Task to complete:
Pick out all lines with the word "futsal" from the records that follow.

Extracted material:
↓↓↓
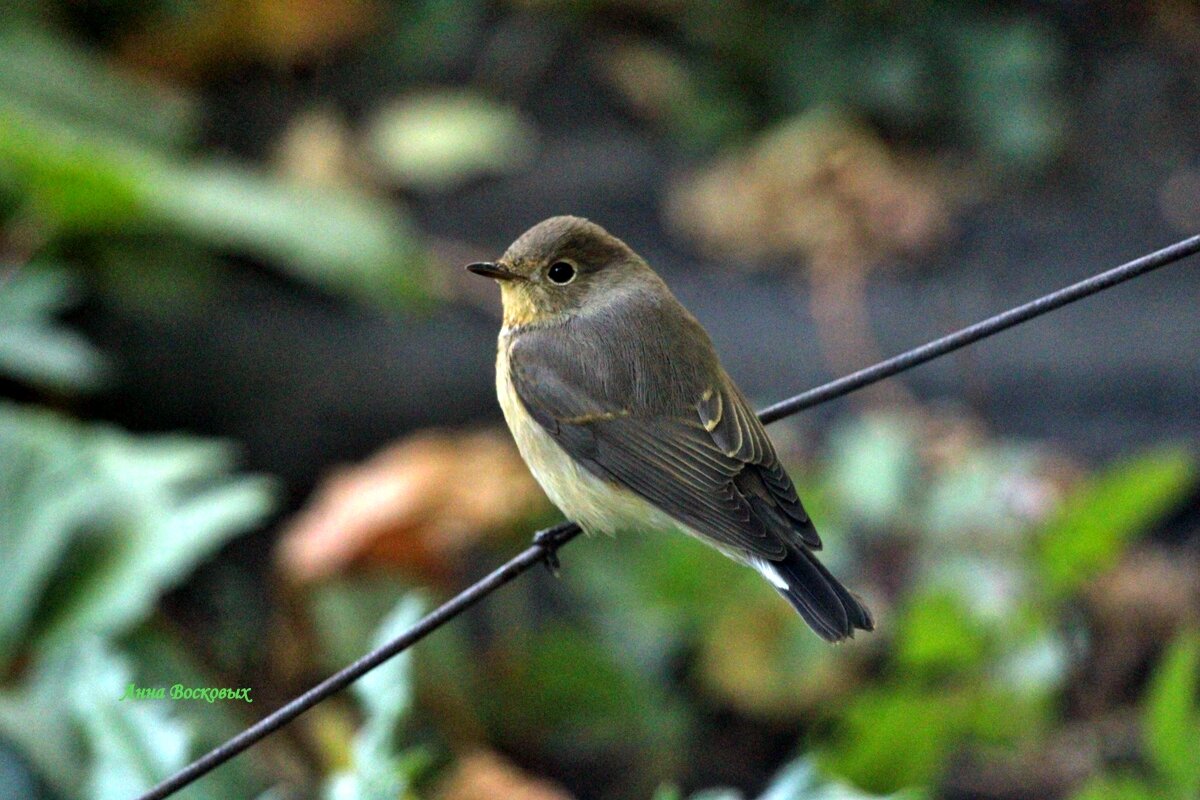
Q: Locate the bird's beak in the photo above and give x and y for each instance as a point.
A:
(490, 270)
↑↑↑
↓↓↓
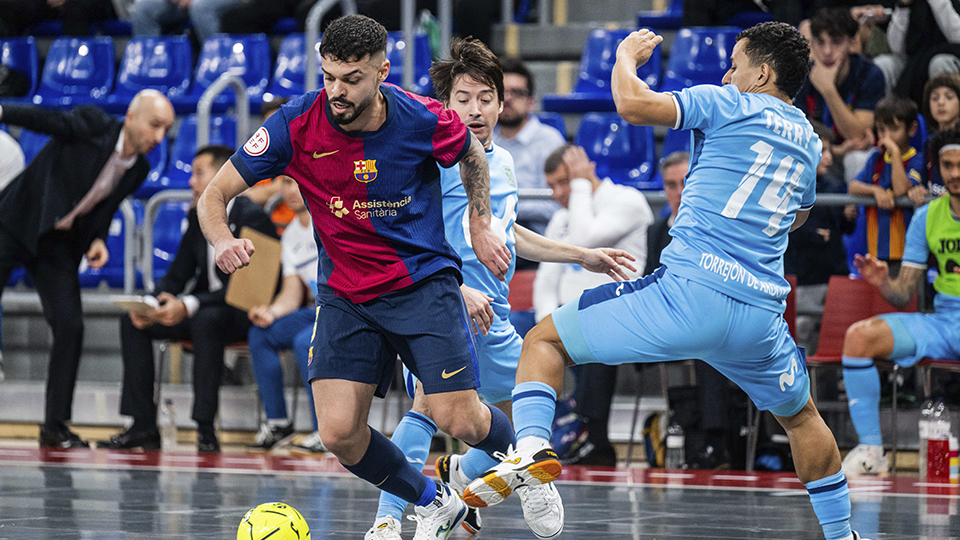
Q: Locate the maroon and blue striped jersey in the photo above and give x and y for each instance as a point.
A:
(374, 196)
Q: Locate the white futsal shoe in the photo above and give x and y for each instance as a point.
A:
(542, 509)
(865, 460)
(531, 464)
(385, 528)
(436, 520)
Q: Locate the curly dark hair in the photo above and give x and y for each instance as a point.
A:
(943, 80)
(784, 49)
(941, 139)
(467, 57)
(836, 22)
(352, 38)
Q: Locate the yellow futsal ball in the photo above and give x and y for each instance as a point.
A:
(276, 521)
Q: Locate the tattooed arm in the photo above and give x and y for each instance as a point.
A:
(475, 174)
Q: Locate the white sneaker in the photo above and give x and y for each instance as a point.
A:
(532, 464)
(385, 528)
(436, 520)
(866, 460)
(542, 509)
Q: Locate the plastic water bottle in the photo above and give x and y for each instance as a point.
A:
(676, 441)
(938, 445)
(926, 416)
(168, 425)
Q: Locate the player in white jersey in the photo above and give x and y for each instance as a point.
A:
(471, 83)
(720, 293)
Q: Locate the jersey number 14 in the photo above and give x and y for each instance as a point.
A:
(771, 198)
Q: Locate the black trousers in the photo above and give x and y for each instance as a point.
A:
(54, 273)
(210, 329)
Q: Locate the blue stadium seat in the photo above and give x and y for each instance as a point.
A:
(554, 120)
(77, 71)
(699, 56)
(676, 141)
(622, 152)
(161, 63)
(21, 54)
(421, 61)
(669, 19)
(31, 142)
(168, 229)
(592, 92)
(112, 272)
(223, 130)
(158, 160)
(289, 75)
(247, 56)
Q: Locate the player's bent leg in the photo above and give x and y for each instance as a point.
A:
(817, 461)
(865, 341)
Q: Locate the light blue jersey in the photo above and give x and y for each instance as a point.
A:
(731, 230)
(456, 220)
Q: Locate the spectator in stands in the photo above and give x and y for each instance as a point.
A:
↑↑↑
Answer area:
Q: Locate the white futsal shoe in the photo above and give x and y for each instance as a point.
Q: Locate the yellow futsal ball in the photo above and give x and y for each instance as a point.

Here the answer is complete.